DATA IN THIS EXERCISE:
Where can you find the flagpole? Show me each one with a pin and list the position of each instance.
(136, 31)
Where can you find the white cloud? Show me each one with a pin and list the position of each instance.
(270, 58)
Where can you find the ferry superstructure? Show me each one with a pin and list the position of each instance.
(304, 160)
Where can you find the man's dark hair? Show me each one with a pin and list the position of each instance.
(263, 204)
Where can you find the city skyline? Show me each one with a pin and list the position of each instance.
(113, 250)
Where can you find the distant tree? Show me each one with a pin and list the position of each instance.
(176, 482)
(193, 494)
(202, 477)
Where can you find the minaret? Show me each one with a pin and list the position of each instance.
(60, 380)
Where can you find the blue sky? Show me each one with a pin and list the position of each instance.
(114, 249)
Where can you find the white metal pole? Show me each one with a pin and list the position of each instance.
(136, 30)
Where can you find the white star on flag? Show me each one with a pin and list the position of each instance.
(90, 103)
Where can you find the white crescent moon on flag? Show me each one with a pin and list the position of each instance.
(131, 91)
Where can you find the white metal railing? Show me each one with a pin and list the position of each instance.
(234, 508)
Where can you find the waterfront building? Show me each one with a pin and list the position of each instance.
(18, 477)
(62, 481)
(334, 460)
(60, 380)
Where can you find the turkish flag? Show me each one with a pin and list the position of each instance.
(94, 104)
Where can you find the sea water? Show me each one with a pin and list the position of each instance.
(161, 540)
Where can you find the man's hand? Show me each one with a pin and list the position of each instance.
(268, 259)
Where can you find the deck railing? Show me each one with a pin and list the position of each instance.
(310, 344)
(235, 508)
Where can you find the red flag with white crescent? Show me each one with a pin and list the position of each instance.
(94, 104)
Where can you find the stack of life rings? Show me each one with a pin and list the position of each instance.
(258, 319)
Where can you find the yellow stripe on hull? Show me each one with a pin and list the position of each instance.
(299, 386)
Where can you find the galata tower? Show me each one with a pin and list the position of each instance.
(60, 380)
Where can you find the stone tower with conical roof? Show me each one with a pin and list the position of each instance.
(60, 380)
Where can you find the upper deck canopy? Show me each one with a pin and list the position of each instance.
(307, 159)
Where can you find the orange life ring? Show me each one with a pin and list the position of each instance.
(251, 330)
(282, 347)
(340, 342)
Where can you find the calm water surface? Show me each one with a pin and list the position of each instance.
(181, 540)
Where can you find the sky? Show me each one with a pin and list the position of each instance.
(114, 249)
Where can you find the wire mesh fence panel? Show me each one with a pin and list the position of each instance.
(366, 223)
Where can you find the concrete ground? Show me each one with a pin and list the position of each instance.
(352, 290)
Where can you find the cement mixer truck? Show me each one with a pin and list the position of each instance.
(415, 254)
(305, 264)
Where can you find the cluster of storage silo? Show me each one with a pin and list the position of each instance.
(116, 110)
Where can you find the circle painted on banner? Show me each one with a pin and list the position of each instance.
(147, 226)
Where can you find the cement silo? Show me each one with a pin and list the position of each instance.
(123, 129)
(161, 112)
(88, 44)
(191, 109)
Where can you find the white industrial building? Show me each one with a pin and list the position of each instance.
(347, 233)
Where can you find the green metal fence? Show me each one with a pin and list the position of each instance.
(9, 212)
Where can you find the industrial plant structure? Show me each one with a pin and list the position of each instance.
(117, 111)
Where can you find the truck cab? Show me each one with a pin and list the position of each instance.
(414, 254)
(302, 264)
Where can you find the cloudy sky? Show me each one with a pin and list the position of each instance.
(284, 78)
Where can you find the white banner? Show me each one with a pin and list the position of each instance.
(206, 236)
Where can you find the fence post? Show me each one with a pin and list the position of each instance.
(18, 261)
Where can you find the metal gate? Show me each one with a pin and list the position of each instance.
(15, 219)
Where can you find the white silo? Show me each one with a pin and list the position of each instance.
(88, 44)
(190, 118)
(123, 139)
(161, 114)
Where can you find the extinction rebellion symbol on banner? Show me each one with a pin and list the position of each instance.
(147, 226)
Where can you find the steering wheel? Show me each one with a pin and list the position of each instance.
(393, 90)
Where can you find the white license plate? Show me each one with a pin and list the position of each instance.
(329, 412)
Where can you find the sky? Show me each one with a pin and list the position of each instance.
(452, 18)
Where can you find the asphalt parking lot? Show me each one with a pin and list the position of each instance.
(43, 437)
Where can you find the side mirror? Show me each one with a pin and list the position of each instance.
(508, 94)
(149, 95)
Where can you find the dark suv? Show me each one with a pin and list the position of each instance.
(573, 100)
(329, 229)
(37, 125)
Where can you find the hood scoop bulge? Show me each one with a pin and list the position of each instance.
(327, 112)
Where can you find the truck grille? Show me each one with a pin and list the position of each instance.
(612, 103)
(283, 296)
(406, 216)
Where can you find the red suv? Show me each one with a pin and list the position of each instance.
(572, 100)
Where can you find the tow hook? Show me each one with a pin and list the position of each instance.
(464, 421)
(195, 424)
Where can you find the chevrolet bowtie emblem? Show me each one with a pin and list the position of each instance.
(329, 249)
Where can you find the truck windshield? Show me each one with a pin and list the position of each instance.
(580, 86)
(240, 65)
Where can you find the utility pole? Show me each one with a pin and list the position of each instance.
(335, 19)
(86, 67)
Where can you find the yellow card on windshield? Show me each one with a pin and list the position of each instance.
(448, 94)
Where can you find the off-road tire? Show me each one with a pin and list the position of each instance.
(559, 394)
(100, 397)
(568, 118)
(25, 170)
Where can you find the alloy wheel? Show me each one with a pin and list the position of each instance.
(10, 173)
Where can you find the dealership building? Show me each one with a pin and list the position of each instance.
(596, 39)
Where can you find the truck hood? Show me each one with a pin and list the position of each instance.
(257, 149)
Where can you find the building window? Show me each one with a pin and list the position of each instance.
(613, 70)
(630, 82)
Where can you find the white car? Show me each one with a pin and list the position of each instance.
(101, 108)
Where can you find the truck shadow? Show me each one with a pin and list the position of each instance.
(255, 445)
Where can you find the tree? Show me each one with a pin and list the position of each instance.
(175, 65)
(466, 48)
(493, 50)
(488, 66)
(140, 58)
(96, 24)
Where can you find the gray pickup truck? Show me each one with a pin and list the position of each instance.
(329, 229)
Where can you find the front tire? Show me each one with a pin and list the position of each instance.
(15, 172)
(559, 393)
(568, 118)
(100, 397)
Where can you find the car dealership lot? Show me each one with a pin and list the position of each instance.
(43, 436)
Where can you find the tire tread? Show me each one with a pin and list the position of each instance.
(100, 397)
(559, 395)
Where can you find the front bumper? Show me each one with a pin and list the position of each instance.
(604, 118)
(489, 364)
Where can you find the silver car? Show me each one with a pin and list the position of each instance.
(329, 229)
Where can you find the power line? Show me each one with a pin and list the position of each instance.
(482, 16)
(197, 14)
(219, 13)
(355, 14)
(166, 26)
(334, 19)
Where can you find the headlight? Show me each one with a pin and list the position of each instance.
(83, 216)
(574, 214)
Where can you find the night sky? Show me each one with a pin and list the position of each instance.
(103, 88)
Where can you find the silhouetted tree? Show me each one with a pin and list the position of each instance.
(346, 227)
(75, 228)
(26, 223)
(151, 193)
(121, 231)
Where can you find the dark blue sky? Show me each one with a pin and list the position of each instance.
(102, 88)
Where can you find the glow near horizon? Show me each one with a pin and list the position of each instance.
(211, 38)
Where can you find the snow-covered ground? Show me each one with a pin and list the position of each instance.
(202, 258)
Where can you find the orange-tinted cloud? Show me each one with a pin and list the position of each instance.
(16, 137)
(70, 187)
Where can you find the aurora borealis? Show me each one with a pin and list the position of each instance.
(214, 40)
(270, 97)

==

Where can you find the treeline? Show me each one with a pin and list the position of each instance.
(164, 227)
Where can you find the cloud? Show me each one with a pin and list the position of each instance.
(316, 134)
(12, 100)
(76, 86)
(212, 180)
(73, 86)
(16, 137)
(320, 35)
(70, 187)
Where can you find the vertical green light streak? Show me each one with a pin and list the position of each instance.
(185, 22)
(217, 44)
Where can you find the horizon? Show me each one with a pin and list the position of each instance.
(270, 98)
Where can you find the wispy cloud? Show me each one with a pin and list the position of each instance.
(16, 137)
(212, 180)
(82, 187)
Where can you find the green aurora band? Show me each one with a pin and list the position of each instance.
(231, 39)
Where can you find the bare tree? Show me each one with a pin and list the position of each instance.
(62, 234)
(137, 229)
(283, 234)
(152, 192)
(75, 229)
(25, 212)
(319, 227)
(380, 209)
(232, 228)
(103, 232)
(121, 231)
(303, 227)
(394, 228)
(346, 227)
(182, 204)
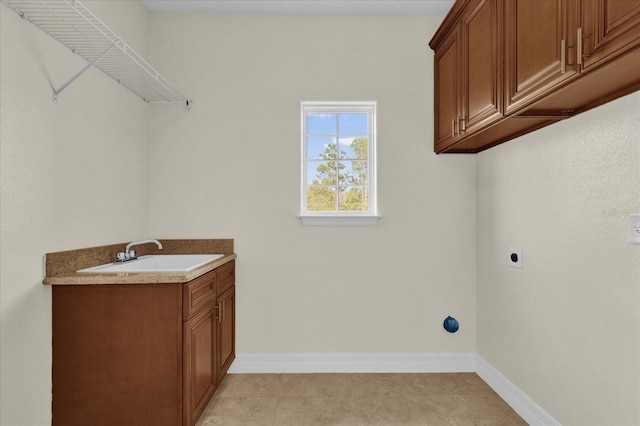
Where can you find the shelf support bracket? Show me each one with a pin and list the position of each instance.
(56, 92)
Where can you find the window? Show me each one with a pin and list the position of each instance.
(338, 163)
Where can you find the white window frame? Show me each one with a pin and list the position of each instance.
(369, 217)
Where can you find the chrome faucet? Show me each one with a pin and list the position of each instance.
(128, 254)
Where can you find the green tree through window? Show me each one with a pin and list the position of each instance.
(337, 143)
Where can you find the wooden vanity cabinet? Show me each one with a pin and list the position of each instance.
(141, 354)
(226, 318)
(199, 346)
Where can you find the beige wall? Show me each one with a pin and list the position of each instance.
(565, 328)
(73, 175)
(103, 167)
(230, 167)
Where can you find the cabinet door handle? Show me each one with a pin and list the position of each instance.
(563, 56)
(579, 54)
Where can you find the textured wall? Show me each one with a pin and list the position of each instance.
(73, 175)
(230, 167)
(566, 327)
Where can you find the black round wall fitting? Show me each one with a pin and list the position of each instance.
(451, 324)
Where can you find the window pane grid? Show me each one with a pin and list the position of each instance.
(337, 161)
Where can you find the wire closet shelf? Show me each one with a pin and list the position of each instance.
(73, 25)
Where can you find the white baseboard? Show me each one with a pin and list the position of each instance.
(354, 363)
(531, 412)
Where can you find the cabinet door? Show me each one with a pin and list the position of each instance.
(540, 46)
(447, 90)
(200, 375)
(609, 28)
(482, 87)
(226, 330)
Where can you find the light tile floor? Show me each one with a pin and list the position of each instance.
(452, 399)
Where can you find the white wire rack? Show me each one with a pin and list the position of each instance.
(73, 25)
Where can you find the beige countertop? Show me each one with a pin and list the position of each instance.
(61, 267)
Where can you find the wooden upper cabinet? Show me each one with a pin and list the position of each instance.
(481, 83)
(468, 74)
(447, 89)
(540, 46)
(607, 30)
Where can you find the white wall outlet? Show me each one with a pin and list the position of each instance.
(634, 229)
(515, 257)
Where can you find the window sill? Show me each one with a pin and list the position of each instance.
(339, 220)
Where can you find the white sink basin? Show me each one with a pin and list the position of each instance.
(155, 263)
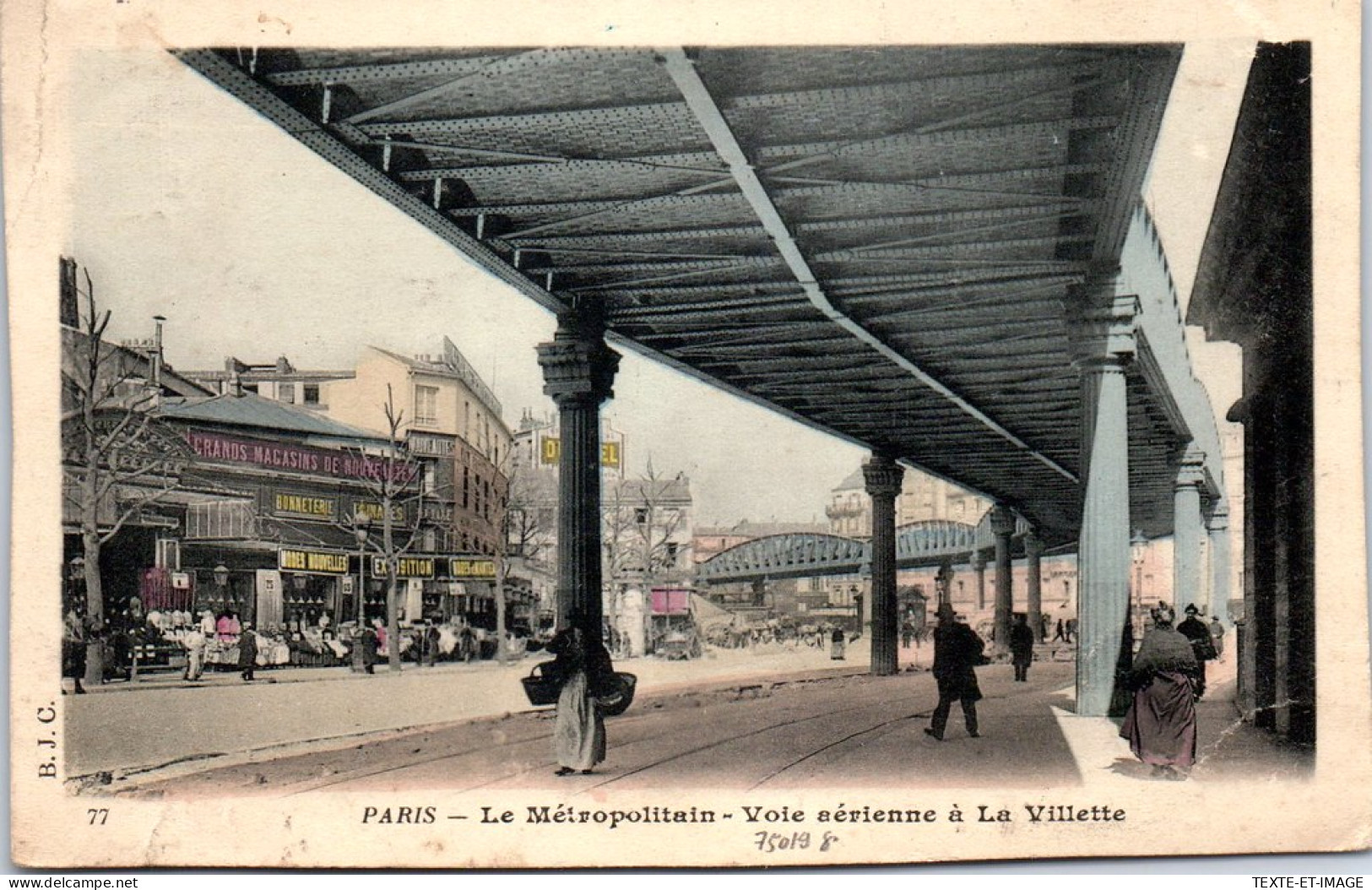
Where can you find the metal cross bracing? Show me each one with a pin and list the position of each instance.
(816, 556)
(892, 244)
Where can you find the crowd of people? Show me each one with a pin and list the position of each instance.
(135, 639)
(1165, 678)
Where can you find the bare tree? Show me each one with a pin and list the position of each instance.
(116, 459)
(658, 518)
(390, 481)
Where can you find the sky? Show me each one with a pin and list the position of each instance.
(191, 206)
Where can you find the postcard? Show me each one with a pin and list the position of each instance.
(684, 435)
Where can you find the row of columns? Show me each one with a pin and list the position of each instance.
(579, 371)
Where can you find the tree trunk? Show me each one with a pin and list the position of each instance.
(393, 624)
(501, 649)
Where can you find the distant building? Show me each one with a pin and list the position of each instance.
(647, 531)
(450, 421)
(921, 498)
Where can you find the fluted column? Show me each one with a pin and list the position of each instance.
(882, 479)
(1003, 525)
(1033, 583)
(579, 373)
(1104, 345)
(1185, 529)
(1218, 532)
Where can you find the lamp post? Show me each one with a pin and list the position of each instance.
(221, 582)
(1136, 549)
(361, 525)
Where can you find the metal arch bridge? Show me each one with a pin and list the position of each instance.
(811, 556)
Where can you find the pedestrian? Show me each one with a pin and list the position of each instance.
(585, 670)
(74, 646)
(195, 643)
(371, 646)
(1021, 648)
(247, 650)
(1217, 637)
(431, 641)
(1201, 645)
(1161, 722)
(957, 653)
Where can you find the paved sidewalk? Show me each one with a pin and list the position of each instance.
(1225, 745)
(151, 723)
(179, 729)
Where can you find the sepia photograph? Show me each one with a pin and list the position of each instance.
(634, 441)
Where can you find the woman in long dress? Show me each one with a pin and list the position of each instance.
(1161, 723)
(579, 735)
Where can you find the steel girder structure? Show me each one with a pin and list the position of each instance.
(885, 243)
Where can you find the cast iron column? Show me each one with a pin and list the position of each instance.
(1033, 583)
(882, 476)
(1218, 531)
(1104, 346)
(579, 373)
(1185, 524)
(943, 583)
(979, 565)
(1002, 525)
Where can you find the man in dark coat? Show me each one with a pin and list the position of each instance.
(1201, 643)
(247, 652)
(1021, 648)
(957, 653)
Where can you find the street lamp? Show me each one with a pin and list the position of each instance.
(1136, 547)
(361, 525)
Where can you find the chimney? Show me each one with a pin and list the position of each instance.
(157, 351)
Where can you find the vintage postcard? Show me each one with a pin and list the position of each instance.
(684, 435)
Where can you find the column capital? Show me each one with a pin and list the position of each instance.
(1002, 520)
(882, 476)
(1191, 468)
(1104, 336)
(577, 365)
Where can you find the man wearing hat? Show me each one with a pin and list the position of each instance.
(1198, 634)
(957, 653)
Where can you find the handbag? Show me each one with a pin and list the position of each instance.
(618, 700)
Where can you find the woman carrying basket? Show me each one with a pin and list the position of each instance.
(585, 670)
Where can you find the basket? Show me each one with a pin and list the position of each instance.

STATED GOAL:
Count the lines of the data above that contain the string "wire" and reply with that number alone.

SOLUTION TO THE PROBLEM:
3